__EXERCISE__:
Please rescale everything from the start of the rows down to the line containing "x=231 y=145" by reproducing it in full, requests included, with every x and y coordinate in the answers multiplied by 1.7. Round each result to a whole number, with halves rounded up.
======== DATA FOR THE TASK ========
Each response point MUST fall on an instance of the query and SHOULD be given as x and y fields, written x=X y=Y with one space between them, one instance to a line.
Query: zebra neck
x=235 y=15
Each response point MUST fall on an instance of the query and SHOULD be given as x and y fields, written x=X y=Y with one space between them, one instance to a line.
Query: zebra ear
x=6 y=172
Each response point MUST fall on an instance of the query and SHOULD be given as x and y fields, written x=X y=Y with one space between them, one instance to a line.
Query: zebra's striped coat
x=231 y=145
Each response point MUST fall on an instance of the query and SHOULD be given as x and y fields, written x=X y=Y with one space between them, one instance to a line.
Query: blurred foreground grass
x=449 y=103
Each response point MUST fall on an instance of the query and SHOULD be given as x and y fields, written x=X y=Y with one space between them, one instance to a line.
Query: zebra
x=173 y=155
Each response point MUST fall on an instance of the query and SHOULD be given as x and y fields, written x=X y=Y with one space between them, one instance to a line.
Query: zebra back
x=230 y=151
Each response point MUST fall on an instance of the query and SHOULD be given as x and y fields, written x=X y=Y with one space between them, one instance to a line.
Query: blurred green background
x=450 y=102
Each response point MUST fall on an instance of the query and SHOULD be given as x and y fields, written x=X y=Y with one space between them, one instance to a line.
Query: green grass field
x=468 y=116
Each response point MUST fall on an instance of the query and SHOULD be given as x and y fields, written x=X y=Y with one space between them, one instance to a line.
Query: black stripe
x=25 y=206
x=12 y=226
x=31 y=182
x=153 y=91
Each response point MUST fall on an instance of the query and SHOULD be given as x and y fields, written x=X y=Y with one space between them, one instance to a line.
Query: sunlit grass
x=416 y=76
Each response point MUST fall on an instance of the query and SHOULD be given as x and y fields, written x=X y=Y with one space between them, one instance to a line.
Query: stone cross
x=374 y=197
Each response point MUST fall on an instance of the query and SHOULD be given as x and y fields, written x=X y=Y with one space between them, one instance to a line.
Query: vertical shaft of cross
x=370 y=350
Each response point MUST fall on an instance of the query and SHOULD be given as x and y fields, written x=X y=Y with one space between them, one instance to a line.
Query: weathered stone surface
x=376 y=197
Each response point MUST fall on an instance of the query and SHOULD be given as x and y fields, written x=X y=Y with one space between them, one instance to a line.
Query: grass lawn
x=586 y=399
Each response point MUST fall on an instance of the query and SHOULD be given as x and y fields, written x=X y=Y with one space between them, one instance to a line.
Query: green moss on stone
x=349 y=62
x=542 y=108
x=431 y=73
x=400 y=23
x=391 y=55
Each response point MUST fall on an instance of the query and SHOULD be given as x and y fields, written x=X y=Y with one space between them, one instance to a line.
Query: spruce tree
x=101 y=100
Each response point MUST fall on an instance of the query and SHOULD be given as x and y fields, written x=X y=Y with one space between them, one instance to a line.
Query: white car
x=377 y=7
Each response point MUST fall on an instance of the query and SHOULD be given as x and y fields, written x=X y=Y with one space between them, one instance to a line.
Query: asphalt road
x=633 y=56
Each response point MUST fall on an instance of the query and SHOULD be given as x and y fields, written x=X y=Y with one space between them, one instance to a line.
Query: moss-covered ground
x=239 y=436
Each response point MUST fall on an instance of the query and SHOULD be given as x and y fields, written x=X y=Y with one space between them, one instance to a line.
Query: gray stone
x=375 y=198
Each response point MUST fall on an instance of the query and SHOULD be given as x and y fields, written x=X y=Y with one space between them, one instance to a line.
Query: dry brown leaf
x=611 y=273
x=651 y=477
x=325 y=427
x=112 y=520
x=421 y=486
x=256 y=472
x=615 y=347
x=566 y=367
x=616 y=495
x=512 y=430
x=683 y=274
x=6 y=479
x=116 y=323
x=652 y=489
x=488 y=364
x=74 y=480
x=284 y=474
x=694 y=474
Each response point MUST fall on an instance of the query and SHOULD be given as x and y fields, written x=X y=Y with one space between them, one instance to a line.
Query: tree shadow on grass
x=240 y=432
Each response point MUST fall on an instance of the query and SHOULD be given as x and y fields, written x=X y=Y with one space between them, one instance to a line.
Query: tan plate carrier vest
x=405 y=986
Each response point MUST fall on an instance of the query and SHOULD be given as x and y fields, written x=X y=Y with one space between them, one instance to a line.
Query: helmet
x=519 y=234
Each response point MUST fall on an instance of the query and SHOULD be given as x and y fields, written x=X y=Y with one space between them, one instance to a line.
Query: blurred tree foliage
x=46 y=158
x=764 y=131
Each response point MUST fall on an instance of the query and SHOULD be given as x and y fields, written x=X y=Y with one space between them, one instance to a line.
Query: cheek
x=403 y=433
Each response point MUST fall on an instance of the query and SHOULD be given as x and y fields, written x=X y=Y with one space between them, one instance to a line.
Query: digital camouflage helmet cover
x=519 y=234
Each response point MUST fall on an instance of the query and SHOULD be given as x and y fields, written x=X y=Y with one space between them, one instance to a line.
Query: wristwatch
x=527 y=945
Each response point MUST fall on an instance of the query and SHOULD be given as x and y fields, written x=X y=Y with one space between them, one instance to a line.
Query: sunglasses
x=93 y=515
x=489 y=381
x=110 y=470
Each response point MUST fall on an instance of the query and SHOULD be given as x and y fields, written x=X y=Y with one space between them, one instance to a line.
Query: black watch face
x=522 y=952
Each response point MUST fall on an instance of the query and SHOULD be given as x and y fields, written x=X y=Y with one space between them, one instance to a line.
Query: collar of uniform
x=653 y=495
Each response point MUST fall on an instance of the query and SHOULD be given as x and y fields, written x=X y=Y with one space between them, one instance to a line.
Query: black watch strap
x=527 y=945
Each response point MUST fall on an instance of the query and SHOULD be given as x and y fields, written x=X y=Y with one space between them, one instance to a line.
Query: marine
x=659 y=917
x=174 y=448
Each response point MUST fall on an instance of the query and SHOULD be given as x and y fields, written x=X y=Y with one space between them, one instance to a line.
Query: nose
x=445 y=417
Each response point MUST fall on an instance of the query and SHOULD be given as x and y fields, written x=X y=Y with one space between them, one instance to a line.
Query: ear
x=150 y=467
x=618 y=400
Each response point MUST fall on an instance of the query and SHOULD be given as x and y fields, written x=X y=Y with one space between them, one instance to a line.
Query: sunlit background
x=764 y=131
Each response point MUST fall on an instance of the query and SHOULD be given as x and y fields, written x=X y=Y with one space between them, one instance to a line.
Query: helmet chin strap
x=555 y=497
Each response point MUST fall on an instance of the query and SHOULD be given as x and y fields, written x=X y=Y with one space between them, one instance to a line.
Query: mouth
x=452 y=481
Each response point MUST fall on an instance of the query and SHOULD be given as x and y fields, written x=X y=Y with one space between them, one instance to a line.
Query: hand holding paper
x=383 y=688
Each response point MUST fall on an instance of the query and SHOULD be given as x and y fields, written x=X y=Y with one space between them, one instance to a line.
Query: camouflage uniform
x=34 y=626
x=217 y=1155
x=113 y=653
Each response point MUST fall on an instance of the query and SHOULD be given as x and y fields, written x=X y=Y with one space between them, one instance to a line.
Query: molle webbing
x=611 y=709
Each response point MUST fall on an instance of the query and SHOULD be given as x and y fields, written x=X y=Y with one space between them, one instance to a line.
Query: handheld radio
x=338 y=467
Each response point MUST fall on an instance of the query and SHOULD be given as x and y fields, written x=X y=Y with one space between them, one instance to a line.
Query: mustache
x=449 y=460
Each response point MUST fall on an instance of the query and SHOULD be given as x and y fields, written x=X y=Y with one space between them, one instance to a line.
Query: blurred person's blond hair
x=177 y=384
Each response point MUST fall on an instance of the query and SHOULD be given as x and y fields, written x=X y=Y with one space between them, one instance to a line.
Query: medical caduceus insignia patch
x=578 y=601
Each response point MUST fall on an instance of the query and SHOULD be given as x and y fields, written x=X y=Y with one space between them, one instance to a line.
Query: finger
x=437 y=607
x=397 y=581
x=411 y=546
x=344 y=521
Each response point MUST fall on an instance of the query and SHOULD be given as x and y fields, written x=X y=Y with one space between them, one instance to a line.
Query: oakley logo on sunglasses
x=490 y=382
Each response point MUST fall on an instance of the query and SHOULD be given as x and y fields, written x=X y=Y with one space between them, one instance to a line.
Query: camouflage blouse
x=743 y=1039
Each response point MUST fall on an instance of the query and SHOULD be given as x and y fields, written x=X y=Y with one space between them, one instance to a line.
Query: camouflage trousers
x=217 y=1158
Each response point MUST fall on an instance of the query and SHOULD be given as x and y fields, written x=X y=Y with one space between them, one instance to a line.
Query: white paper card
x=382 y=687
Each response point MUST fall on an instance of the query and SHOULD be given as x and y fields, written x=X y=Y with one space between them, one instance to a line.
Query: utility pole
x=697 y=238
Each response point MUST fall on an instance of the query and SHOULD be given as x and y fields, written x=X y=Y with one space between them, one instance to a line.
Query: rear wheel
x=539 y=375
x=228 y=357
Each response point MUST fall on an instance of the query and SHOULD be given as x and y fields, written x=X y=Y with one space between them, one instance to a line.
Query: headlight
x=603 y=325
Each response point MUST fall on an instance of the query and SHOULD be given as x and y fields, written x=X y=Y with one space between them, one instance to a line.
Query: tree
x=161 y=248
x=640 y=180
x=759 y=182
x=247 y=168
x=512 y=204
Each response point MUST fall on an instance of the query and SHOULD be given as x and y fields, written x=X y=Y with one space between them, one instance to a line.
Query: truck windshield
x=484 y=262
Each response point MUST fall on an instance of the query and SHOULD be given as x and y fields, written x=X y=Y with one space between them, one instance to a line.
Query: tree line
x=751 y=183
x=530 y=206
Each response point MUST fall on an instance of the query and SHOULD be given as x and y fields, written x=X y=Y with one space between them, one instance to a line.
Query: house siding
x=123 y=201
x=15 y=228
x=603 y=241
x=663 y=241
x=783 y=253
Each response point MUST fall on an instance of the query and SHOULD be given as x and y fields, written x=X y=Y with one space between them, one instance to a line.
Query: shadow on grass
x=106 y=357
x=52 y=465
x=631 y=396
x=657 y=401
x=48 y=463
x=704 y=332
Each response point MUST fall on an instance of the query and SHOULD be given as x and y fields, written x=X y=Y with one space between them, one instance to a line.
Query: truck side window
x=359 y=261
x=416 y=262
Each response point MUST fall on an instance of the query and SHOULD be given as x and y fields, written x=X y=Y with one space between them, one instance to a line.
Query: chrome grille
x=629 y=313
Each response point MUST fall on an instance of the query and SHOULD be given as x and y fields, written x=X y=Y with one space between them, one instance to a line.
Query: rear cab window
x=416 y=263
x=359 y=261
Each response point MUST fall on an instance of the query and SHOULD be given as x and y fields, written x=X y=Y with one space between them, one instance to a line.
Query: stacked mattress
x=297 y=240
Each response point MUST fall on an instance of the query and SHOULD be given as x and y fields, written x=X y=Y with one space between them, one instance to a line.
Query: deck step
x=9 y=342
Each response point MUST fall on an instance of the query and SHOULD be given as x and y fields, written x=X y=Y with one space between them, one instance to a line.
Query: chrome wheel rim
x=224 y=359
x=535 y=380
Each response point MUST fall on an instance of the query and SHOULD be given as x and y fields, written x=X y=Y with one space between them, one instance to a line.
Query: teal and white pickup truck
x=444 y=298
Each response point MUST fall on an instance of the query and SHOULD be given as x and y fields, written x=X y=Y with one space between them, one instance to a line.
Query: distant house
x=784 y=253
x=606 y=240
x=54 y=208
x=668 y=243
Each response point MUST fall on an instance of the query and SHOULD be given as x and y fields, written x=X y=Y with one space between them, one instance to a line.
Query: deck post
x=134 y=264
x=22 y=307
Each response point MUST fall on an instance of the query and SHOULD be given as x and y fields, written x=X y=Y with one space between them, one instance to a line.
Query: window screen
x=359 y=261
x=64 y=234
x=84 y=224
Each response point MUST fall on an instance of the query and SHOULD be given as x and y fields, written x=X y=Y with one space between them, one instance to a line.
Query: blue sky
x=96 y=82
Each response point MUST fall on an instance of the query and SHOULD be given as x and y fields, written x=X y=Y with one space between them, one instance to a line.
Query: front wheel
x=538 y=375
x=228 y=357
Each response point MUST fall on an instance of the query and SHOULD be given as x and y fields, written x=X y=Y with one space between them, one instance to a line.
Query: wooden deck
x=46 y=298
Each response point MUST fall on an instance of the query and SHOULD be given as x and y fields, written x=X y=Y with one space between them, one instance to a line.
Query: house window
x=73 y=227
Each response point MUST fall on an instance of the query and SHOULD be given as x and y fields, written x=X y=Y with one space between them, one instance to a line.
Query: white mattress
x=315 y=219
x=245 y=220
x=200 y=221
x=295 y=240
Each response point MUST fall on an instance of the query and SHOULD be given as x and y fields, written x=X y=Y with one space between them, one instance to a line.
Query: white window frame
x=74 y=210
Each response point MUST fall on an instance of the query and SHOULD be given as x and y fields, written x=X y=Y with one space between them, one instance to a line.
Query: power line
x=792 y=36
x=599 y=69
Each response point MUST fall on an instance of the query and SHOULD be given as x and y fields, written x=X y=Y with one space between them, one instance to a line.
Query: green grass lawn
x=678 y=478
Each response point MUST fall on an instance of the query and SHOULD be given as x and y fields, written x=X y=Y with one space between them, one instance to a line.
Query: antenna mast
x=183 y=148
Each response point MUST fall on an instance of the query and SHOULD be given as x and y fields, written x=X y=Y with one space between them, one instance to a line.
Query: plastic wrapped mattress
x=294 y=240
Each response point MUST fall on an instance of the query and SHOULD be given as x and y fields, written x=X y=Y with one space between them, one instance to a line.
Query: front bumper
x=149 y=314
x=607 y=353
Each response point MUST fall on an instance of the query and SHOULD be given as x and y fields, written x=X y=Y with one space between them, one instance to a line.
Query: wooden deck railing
========
__FULL OUTPUT__:
Each response point MUST fall on an instance of the query and SHOULD be given as x and y fields, written x=X y=Y with one space between them, one instance to a line.
Query: zebra neck
x=400 y=26
Each response point MUST fall on an instance of the query and SHOULD be given as x and y fields, written x=X y=Y with one space between them, one instance to a line.
Query: zebra ear
x=10 y=292
Each response point MUST fall on an instance of the query and SHOULD be given as x and y fields, written x=X y=Y with one space between them, one instance to a line.
Query: zebra's striped coat
x=393 y=247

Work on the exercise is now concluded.